Source text:
So for me, I miss the "lun0" section in the test environment.

Any idea what can be the problem and how I can solve it? What else can I check for the problem? Any information missing in my post?

I hope someone has an idea.

Thank you!

Edit: It is also prossible to apply to my upwork job, I can pay you for support: https://www.upwork.com/jobs/~01867a80c9701e4070

jonahbohlmann commented 3 years ago

The issue could be solved.

I moved from /etc/target/backup/* a file to /etc/target/saveconfig.json.

In the current "saveconfig.json" was no "lun" entry. I was able to recover the backup config file with the lun entry:

"luns": [
            {
              "alias": "288488321c",
              "alua_tg_pt_gp_name": "default_tg_pt_gp",
              "index": 0,
              "storage_object": "/backstores/user/block-volume"
            }
          ],

Main question is the same: why are the luns removed from the config? Can this happen again? In logs, I saw that saveconfig is something generated. From where do the service get the information about the luns?

jonahbohlmann commented 3 years ago

I am not a C developer, so it is hard for me to understand the code. But I think the place where the config is generated is this part: https://github.com/gluster/gluster-block/blob/4f994e3cfa440d9dae1317a1d2b03ed994a03ef4/rpc/block_genconfig.c#L65

But I don't understand where the data is coming from and why it is missing for the environment.

Also, I saw that sometimes the config will be regenerated. So restore a working version is just a "for the moment" solution but may not a general solution for my issue.

jonahbohlmann commented 3 years ago

No idea? I have quite often the issue, that now the "luns" part are removed from saveconfig.json.

I now have to restore the saveconfig.json after everytime I restart "gluster-blockd" service. Why? What happend there?

Please support!

Thanks.

pkalever commented 3 years ago

@jonahbohlmann the project is considered to be in maintenance-only status. I will consider adding this in the ReadMe doc soon. Please also expect slow replies to issues.

[STAGING] [17:52:24 root@fra1-glusterfs-m01]{~}>gluster volume info rdxarchive_2020 We recommend replica 3 volume with group profile applied on it. Helpful command: # gluster vol set group gluster-block

Main question is the same: why are the luns removed from the config? Can this happen again? In logs, I saw that saveconfig is something generated. From where do the service get the information about the luns?

You can refer to this as storage objects missing, these are backstores under user:glfs in targetcli list output. You will notice missing storage objects when you do reboots of the nodes or restart of the gluster-blockd service. In case if there are any issues from the backend block hosting glusterfs volumes the tcmu-runner fails to load them.

Data extract:
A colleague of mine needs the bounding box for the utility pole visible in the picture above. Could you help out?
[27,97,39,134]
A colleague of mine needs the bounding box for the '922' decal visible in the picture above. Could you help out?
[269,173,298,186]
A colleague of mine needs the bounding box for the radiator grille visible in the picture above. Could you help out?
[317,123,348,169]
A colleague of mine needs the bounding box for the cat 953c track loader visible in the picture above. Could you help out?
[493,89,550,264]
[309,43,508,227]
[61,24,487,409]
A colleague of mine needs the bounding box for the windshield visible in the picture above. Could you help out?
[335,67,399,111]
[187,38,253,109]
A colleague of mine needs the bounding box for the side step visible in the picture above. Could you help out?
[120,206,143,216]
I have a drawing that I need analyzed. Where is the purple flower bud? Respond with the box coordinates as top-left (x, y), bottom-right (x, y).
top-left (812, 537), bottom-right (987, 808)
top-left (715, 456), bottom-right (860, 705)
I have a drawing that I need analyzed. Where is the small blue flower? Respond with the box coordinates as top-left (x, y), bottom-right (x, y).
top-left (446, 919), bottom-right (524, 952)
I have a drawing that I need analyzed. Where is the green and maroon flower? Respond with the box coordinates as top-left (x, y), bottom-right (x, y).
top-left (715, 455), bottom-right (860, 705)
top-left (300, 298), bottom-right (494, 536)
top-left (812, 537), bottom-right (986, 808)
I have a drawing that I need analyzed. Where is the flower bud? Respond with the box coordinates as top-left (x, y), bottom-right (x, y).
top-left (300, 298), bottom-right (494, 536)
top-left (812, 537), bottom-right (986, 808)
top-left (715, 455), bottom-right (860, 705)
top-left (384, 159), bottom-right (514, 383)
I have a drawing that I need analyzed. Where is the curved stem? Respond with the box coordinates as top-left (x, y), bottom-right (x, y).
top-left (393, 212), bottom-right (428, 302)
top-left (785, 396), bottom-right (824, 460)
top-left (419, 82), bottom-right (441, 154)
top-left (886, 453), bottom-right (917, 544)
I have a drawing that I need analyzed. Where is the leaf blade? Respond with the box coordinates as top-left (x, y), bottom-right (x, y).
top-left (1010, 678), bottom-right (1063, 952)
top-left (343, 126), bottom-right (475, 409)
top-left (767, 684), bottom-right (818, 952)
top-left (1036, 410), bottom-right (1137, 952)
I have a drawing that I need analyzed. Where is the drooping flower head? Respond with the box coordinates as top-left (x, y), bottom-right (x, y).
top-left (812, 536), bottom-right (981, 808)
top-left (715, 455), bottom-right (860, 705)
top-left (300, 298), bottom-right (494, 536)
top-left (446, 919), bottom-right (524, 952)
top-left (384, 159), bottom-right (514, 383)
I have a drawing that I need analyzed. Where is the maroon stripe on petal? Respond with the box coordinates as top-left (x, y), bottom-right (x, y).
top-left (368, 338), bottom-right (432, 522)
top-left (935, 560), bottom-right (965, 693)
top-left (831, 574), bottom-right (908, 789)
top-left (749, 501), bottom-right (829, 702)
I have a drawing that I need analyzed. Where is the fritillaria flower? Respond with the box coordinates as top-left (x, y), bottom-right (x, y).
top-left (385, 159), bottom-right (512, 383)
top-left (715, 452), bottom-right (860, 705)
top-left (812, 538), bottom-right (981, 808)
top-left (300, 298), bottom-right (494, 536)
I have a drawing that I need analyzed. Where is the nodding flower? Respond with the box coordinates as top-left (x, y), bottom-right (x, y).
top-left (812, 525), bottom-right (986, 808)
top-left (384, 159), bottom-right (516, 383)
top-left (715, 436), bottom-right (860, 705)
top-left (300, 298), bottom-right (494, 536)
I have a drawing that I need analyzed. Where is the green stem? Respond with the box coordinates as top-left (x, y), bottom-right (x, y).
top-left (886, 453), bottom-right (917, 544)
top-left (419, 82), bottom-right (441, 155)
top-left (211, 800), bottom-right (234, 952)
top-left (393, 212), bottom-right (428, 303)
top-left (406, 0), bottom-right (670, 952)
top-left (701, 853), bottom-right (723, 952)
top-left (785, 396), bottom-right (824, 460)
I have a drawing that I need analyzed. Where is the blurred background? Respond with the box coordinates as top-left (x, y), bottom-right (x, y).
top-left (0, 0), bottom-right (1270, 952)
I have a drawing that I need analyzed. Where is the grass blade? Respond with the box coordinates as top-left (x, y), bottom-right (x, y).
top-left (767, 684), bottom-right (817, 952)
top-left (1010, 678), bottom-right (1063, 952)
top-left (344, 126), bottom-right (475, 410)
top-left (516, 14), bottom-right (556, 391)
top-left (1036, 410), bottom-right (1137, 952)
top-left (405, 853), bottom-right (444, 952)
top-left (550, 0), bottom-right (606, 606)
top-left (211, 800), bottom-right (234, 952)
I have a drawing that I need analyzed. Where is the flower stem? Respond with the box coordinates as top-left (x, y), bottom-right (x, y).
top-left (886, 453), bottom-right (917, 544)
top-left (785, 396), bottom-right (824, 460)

Required work:
1. Copy the passage of the gluster-block thread word for word, starting at "No idea? I have" and ending at "What happend there?".
2. In the gluster-block thread, what status does the maintainer say the project is considered to be in?
3. Carry on the gluster-block thread about missing LUNs, picking up after its final sentence.

Answer list:
1.
No idea? I have quite often the issue, that now the "luns" part are removed from saveconfig.json.

I now have to restore the saveconfig.json after everytime I restart "gluster-blockd" service. Why? What happend there?

2. Maintenance-only status.

3.
Please check your tcmu-runner.log gluster-blockd.log and other logs in the gulster-block directory.

The missing configurations in the /etc/target/saveconfig.json are because of a previous bug, if there were new create/delete requests when there few unloaded block volumes then you might hit this bug. We highly recommend you upgrade to 0.5 or 0.5.1, which has fixed this issue.

I am not a C developer, so it is hard for me to understand the code. But I think the place where the config is generated is this part:

Yes, there is a way to generate the missing config per node:

$ systemctl stop tcmu-runner gluster-blockd gluster-block-target
$ mv /etc/target/saveconfig.json /home/<backup>
$ gluster-block genconfig <BHV-comma-seperated-list> enable-tpg <local-ip> | tee /etc/target/saveconfig.json
$ systemctl start gluster-blockd

But I don't understand where the data is coming from and why it is missing for the environment.

The data comes from BHV's, there is a /block-meta directory in every BHV where journal the per block volume metadata

Also, I saw that sometimes the config will be regenerated. So restore a working version is just a "for the moment" solution but may not a general solution for my issue.

Can you paste the logs?

No idea? I have quite often the issue, that now the "luns" part are removed from saveconfig.json.

I now have to restore the saveconfig.json after everytime I restart "gluster-blockd" service. Why? What happend there?

Suggest to check the logs from /var/log/.../gluster-block/

Before anything else:

  1. stop and apply the gluster-block profile on your BHV
    On all the server nodes:
    $ systemctl stop tcmu-runner gluster-blockd gluster-block-target
    On one server node:
    $ gluster vol stop  rdxarchive_2020
    $  gluster vol set rdxarchive_2020 group gluster-block
    $ gluster vol start rdxarchive_2020
  2. Upgrade your gluster-block to 0.5.x

Good Luck!

jonahbohlmann commented 3 years ago

Hello @pkalever,

thank you so much for you support and the detailed explanation. I got a better overview in how the stuff works.

I was able to create the RPM Package with version 0.5.1 and successfully installed the version on our test environment and production. At this moment, I see no more issues regarding the missing LUNs. So yes, the version upgrade and/or applying the profile fixed the issue.

Maybe you can attach the RPM files to the latest release because I think it would be very helpful. I was not able to find any repository with the latest version for CentOS 7.

Again, thank you.

Best Regards!

pkalever commented 3 years ago

Assuming the issues are fixed, Closing this now, please feel free to open a new issue as needed.

Thanks!